OPDRACHT 1 —
Vat de leestekst over de rechtszaak samen in twee zinnen.
OPDRACHT 2 —
Noem alle zelfstandige naamwoorden (met eventuele bijvoeglijke naamwoorden) waarmee de leestekst over de rechtszaak naar de eiseres en naar de gedaagde verwijst, gegroepeerd per partij.
OPDRACHT 3 —
Zet de leestekst over de rechtszaak voort na de laatste zin.

In deze zaak, die voor de Rechtbank Limburg is behandeld, vordert de eiseres, een voormalige echtgenote, dat de gedaagde, haar ex-echtgenoot, zijn medewerking verleent aan de verkoop van de gezamenlijke woning. De partijen zijn op 15 december 1998 in gemeenschap van goederen gehuwd en zijn op 28 april 2010 gescheiden. In het echtscheidingsconvenant is afgesproken dat de woning aan de man wordt toegedeeld, onder de voorwaarde dat de hypotheeknemer de vrouw ontslaat uit de hoofdelijkheid van de verplichtingen. De vrouw is echter nog steeds hoofdelijk aansprakelijk voor de hypothecaire leningen, terwijl de man in de woning woont en deze nog niet heeft overgenomen.

GEGEVENS —
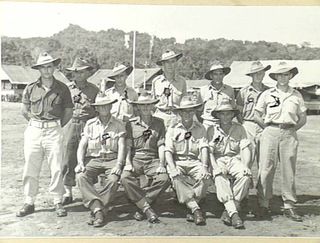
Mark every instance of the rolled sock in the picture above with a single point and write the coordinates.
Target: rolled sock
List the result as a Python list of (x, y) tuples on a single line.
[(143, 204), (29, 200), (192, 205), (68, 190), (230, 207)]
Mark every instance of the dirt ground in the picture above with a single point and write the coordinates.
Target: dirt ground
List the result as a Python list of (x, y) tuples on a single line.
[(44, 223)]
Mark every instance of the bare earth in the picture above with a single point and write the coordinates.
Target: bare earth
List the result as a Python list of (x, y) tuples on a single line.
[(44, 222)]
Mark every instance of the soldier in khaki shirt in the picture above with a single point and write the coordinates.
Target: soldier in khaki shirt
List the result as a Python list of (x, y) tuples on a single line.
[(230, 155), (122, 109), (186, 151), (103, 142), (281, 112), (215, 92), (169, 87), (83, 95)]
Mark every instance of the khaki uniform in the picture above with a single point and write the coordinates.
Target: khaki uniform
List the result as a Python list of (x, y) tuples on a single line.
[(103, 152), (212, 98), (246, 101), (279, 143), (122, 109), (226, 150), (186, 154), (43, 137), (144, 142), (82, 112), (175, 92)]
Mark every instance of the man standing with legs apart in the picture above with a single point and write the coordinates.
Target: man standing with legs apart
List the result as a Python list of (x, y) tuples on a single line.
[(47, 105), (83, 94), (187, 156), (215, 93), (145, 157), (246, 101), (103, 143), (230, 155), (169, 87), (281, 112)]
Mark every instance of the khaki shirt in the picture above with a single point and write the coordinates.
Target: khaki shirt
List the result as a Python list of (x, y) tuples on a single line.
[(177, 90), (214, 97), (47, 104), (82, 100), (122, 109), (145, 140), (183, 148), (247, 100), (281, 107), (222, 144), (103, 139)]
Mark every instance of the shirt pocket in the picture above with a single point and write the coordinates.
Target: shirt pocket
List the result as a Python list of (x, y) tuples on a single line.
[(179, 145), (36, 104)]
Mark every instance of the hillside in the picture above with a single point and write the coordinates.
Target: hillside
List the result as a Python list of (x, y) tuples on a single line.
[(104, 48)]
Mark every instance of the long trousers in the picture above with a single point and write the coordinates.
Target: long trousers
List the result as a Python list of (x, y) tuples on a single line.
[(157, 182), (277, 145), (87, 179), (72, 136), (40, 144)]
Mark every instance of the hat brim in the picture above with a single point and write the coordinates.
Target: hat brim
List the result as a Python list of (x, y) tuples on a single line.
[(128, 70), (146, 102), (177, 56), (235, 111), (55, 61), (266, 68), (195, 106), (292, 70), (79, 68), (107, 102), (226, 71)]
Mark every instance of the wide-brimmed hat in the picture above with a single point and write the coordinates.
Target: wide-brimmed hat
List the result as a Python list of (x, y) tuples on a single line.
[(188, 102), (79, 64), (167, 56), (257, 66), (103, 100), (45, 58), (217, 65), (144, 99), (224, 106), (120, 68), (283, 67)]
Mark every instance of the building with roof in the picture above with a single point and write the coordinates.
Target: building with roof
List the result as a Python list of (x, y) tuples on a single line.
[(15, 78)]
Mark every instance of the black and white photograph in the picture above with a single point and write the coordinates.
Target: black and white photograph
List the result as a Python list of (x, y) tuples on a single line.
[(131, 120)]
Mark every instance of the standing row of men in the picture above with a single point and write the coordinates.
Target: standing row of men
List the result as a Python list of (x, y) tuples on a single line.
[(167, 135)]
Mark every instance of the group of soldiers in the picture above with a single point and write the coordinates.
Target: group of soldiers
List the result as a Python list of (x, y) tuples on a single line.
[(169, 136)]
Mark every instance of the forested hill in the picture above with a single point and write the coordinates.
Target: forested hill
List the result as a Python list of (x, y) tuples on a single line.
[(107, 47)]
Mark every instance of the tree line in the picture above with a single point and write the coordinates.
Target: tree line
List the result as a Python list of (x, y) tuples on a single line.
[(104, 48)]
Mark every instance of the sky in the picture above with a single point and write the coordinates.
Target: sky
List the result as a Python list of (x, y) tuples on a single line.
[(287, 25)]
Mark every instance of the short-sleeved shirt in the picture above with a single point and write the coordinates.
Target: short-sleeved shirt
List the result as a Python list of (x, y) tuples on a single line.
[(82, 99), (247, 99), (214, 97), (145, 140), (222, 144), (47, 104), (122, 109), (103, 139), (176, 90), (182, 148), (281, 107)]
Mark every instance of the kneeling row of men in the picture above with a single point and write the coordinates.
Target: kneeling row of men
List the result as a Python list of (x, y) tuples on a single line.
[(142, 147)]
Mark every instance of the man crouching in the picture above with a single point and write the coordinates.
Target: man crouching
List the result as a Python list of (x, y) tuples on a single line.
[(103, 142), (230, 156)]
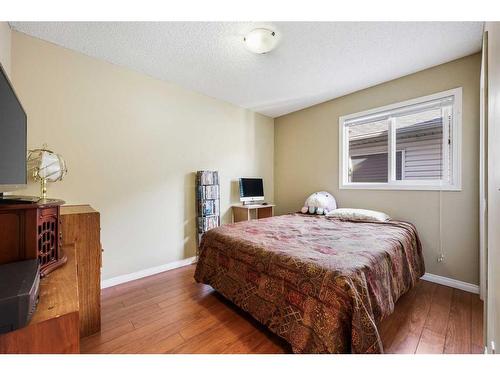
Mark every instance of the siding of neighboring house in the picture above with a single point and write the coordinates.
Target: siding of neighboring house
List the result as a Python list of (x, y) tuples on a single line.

ANTWOORD 1 —
Voor de Rechtbank Limburg eist een vrouw dat haar ex-echtgenoot meewerkt aan de verkoop van hun gezamenlijke woning; zij trouwden op 15 december 1998 in gemeenschap van goederen en scheidden op 28 april 2010. Volgens het echtscheidingsconvenant zou de woning aan de man worden toegedeeld als de hypotheeknemer de vrouw uit de hoofdelijkheid ontsloeg, maar zij is nog steeds hoofdelijk aansprakelijk voor de hypothecaire leningen, terwijl hij in de woning woont en die nog niet heeft overgenomen.

ANTWOORD 2 —
Eiseres: eiseres, voormalige echtgenote, vrouw
Gedaagde: gedaagde, ex-echtgenoot, man

ANTWOORD 3 —
De eiseres stelt dat er een spoedeisend belang is bij haar vorderingen, omdat zij niet langer hoofdelijk aansprakelijk wil zijn voor de hypotheekschuld en de woning niet onverdeeld kan blijven. De gedaagde betwist het spoedeisend belang en voert aan dat de woning al te koop staat. De voorzieningenrechter oordeelt dat de eiseres recht heeft op verkoop van de woning, aangezien zij niet hoeft te dulden dat de woning onverdeeld blijft. De rechter wijst de vordering van de eiseres toe en bepaalt dat de gedaagde binnen twee weken zijn medewerking moet verlenen aan de verkoop van de woning via een makelaar. Indien de gedaagde niet meewerkt, kan de rechter de verkoop zonder zijn instemming laten doorgaan.
De proceskosten worden gecompenseerd, wat betekent dat iedere partij zijn eigen kosten draagt. Het vonnis is uitgesproken op 30 augustus 2017.